• **Göreviniz**
Baş örtüsü hakkındaki kişisel düşünceleri anlatan aşağıdaki metni, son cümlesinden sonra gelecek biçimde yazarak sürdürün.

• **Okunacak bölüm**
# # # # #
Bu konuda uzun zamandan beri yazmak istememe rağmen bir türlü yazmadım.
Sebebi düşüncelerimin başkalarına ve sevdiğim bir çok insana ters
gelmesinden çekindiğimden falan değil. Kimseden onay da beklemiyorum.
Bu gecikmemin sebebi, Türkiye`deki her şahısta da olduğu gibi, kendi
kafamda bu konuya henüz tam bir çözüm bulamamış olmam olabilir.
Zaten bu konudaki düşüncelerim tek bir yazı ile ifade edilemez.
Aslında
baş örtmeye çocukluğumdan, aklımın yettiğinden beri karşıyım. Türkiye`deki
her ailede olduğu gibi benim ailemde de başını örten, türban takan
ve başı açık olanlar var.
Eskiden
büyük şehirlerde başı kapalı insan sayısı şimdiki kadar çok değildi.
# # # # #
• **Sağlanan materyal**
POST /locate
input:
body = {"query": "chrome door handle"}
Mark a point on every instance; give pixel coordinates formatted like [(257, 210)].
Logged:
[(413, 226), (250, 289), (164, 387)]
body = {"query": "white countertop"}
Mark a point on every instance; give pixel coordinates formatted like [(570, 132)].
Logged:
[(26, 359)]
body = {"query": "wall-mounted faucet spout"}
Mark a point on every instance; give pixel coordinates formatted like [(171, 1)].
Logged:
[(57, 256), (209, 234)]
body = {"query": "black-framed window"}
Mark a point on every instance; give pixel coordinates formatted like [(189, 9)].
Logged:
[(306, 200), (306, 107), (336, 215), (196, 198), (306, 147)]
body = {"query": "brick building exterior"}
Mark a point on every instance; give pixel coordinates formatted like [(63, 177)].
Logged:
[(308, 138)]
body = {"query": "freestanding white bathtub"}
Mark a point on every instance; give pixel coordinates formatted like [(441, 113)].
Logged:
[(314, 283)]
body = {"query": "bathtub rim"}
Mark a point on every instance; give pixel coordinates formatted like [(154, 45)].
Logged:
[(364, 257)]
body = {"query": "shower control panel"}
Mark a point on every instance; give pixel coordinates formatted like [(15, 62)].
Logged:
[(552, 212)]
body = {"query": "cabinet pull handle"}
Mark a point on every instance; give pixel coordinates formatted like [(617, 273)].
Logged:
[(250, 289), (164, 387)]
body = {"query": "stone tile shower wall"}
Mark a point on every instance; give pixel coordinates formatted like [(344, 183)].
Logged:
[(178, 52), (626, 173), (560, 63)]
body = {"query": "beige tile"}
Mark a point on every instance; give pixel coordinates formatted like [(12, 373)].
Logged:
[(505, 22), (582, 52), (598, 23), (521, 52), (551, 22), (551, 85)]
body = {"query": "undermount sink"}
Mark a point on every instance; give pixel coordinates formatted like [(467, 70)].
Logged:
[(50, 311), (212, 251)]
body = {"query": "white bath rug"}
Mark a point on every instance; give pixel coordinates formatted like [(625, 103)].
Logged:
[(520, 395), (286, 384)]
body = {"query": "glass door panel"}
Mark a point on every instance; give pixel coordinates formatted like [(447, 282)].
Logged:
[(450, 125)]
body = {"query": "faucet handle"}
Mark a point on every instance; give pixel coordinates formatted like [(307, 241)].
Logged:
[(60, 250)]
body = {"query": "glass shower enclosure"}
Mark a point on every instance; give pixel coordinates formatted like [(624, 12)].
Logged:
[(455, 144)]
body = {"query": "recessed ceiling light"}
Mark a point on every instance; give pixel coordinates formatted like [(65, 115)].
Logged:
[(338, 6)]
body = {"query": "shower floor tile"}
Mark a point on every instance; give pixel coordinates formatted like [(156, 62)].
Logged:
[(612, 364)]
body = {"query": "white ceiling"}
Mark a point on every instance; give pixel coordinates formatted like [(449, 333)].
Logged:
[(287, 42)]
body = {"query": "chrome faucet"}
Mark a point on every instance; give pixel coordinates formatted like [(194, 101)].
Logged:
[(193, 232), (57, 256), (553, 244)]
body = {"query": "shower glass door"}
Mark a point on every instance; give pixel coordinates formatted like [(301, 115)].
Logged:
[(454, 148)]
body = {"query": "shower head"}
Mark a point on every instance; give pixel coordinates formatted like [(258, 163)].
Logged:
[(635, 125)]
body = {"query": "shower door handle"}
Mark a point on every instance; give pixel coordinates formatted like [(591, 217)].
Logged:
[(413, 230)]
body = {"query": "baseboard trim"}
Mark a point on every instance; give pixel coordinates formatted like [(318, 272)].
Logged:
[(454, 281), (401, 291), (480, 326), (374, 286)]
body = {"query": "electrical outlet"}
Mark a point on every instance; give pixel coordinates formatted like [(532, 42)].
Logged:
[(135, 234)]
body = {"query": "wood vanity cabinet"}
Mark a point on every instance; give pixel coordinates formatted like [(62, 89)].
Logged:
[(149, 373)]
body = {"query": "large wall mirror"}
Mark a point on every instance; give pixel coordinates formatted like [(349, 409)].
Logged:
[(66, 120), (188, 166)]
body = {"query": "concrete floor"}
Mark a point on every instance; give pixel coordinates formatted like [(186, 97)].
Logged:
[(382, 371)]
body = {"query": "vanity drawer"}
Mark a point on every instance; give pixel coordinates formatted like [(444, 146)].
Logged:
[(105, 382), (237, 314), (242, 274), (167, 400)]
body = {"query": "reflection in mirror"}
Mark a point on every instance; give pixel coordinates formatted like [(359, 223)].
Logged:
# # # # #
• **Görevin cevabı**
Geçen gün bir resim gördüm. Hatta kesip sakladım. Rahmetli Atatürk`ün
naaş'ının Dolmabahçe sarayından alınıp, Ankara'ya götürülürken çekilmiş.
Sağlı sollu bir çok insan yola dizilmiş, ağlayarak rahmetli Önderimizi
uğurluyorlar. Evlerinden bakan kadınlar da dahil, resimde sadece
bir kaç kadının başı kapalı. O zaman ve bizim gençliğimizde normal
olan önden bağlanan baş örtüleri idi. Saçın gözüküp gözükmemesi
ise pek o kadar önemsenmezdi. Ege Köylerinde baş örtüsü sadece arkadan
sıkılarak bağlanırdı. Türkiye`nin sigortası olan Türk Alevileri
ise zaten başlarını örtmezlerdi. Atatürk zamanında moda olan ve
simdi yeniden moda olmaya başlayan, hatta bizlere baş örtüsü çözümü
olarak sunulmaya çalışılan, Şapka-Türban ise yavaş kaybolmaya başlamıştı.
Toplumda çok büyük bir tartışma yoktu ama zaman fikir çatışmaları
oluyordu.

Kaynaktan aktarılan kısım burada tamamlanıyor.